Coordinate labeling data
----------

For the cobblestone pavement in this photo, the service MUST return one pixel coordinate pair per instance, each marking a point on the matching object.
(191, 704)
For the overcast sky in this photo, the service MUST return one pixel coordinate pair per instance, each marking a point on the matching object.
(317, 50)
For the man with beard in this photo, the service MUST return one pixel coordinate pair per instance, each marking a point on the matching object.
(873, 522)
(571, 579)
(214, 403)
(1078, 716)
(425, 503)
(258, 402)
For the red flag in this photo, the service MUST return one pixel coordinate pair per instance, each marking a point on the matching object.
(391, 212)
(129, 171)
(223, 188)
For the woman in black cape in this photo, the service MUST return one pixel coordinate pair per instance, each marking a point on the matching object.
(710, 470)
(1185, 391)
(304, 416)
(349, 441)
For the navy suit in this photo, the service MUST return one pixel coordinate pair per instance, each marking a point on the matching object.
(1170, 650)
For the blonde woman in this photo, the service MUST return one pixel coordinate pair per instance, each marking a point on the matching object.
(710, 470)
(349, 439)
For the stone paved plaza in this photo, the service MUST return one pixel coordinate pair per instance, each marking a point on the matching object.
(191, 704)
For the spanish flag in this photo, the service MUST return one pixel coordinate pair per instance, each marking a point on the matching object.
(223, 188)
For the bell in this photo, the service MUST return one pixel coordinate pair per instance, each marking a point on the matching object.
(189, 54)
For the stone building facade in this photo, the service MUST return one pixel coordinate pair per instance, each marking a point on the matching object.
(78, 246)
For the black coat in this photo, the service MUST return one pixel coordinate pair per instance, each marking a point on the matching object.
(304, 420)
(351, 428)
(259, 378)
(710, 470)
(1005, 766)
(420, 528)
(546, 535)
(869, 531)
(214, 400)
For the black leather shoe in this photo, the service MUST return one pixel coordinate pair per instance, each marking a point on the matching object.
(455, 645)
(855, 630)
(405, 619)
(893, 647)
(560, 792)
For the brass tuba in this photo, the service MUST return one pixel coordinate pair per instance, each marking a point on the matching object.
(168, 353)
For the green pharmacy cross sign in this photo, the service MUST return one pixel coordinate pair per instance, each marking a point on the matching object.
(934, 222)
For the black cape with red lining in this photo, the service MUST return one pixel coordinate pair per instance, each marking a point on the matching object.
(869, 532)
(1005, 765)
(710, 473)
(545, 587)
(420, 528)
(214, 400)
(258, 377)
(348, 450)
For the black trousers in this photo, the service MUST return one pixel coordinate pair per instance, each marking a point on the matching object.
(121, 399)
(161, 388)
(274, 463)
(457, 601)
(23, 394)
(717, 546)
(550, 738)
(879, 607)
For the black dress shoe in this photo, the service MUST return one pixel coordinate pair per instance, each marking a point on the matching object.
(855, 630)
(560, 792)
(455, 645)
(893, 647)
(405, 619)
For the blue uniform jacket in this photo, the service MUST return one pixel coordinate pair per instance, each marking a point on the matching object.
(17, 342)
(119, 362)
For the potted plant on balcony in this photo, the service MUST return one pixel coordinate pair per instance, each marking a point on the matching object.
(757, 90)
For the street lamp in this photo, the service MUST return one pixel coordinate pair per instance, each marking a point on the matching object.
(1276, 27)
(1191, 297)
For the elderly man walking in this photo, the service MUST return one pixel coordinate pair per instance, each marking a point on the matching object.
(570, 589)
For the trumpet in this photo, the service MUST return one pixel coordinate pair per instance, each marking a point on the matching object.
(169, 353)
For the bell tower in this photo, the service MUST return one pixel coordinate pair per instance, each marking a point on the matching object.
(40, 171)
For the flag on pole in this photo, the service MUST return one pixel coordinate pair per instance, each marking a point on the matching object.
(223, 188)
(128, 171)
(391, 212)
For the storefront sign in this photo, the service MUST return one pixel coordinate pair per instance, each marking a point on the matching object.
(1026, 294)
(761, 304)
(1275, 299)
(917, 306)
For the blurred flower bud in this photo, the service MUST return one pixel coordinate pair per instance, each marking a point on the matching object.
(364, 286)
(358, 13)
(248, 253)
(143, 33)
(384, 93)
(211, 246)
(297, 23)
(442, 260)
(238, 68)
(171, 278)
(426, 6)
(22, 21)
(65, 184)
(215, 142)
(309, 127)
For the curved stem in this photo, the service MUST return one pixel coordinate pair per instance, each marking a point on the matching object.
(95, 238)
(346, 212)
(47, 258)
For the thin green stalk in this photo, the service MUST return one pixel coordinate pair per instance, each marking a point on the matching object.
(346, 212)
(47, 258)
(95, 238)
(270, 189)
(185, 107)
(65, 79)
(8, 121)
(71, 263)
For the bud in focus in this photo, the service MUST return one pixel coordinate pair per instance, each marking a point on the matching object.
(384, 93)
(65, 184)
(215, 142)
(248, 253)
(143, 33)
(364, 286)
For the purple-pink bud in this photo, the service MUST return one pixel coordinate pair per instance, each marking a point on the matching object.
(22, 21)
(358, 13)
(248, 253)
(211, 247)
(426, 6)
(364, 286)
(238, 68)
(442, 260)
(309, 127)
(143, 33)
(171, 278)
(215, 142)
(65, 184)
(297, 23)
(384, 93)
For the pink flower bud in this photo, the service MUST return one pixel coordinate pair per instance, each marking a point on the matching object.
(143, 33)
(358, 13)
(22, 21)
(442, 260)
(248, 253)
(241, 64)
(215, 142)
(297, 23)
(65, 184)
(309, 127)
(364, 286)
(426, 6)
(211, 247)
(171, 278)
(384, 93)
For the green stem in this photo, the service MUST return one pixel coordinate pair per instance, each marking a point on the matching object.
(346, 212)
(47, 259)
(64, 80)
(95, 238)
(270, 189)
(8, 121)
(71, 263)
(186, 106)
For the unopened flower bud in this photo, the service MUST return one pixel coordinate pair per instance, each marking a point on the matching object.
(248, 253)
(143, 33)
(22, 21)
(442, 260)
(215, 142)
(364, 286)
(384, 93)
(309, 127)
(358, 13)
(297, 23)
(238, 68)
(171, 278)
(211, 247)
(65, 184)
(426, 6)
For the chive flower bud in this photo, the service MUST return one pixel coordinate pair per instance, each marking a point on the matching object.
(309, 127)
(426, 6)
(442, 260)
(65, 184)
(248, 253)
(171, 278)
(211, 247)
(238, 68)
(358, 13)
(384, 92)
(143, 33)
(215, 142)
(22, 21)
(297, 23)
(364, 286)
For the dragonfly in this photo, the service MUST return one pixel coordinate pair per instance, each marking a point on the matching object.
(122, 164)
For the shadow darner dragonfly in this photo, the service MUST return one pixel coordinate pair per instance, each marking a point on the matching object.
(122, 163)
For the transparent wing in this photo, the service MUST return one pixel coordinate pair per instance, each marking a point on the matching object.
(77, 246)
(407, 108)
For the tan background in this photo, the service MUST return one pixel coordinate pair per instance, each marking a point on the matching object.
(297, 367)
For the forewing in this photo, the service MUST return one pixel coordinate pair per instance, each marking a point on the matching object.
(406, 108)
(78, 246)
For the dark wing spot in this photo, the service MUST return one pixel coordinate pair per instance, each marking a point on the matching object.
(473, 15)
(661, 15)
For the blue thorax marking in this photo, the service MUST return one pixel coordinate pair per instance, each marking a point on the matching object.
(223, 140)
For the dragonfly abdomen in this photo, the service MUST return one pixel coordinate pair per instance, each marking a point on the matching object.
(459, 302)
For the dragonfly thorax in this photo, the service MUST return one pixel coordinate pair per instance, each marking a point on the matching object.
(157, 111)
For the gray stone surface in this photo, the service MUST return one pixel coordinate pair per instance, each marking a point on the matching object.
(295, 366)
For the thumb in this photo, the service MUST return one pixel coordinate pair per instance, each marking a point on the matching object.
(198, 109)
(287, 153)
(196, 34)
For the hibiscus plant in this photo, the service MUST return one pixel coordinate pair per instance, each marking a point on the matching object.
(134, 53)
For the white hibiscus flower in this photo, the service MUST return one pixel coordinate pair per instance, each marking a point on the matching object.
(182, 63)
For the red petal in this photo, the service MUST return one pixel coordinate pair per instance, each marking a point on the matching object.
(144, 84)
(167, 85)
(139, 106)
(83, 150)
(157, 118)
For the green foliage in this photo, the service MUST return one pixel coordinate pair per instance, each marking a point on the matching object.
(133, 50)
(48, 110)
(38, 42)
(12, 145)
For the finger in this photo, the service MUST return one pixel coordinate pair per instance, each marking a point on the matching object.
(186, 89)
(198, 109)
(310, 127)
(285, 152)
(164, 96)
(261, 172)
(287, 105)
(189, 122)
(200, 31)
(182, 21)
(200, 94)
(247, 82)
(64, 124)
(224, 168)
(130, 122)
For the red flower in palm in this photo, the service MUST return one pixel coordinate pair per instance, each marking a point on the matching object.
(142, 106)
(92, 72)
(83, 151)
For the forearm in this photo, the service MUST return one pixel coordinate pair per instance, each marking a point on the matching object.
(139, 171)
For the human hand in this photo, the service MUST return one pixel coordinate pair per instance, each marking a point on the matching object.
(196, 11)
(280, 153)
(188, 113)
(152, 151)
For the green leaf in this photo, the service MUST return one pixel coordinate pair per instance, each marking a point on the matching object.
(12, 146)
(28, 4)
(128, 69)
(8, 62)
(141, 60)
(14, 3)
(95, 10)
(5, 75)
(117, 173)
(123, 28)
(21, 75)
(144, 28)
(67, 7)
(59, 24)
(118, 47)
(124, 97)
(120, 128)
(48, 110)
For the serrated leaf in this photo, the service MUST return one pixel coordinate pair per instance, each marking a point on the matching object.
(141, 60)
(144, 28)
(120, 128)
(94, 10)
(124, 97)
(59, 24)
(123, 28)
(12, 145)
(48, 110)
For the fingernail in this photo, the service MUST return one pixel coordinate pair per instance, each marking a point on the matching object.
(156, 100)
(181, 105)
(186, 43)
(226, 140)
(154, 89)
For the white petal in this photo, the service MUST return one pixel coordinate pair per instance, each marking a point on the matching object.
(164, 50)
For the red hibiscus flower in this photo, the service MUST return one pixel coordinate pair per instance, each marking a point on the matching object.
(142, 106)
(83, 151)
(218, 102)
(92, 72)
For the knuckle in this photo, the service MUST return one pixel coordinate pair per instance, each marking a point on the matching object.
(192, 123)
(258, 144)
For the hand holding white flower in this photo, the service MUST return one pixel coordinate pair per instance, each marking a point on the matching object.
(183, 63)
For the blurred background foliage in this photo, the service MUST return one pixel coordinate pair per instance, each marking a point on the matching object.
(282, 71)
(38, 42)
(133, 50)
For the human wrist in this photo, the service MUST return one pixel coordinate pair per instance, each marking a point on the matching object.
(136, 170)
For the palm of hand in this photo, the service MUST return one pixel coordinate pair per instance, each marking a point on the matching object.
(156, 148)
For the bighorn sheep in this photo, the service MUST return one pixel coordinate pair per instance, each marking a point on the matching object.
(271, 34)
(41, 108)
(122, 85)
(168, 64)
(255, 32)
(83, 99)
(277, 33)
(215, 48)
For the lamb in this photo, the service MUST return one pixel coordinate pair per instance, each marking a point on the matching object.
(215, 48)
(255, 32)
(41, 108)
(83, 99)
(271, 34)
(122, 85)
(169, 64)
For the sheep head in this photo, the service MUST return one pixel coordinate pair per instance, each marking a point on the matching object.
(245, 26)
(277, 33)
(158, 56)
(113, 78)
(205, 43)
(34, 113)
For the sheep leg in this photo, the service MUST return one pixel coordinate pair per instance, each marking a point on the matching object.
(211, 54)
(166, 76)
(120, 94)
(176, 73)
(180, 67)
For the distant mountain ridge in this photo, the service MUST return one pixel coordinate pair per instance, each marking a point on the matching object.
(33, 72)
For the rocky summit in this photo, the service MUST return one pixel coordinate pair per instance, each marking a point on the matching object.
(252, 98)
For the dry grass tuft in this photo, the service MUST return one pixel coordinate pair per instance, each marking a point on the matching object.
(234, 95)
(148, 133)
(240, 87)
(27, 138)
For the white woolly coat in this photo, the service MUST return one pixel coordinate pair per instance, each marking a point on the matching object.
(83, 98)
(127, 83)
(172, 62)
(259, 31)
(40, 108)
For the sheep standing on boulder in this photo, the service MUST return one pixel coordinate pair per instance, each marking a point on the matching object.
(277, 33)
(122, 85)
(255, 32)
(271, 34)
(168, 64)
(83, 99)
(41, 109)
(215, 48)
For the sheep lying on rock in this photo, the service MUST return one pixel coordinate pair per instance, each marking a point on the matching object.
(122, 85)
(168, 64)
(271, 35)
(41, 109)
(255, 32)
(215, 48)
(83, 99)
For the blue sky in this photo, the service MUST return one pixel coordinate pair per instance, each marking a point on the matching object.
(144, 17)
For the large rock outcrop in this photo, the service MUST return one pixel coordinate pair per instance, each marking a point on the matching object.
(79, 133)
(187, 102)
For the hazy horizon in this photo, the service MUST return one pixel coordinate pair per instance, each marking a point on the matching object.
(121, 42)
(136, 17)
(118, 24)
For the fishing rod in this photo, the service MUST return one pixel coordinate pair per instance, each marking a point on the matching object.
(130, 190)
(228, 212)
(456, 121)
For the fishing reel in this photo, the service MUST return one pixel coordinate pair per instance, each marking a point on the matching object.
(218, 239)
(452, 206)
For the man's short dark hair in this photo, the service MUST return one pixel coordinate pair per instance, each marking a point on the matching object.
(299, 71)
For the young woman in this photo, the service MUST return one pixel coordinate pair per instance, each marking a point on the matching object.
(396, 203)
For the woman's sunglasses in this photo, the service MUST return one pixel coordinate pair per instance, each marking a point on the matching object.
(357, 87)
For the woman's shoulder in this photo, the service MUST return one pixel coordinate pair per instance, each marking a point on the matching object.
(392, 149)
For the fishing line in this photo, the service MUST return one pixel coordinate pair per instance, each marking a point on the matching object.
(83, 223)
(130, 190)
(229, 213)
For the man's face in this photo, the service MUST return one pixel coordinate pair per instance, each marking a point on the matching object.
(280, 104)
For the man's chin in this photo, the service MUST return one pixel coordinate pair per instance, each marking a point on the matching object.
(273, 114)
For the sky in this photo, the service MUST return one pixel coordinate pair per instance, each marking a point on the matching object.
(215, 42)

----------

What is required — Set down, unchanged, the line that contains "For the man's short" together with every later line in the records, through the last one.

Written solution —
For the man's short dark hair in this photo, the service MUST return one pixel coordinate pair per instance, each marking a point on the matching object.
(299, 71)
For the young woman in this photo, the service MUST return one pixel coordinate pair per instance, each marking a point on the matching object.
(396, 203)
For the woman's sunglasses in this photo, the service MUST return one pixel coordinate pair per instance, each marking a point on the matching object.
(357, 87)
For the woman's shoulder in this photo, the service MUST return one pixel coordinate pair per instance, each marking a point on the matching object.
(392, 149)
For the fishing line in this photo, the service MUST return one pixel coordinate pair per instance, each marking a point on the matching object.
(83, 223)
(130, 190)
(229, 213)
For the man's face in this photo, the service MUST return one pixel coordinate pair per instance, each marking a point on the matching object.
(280, 104)
For the man's chin in this photo, the service MUST return one pixel coordinate pair per instance, each marking a point on the matching object.
(273, 114)
For the sky in this photo, the service MUST return one pixel coordinate pair per instance, each marking a point on the matching object.
(215, 42)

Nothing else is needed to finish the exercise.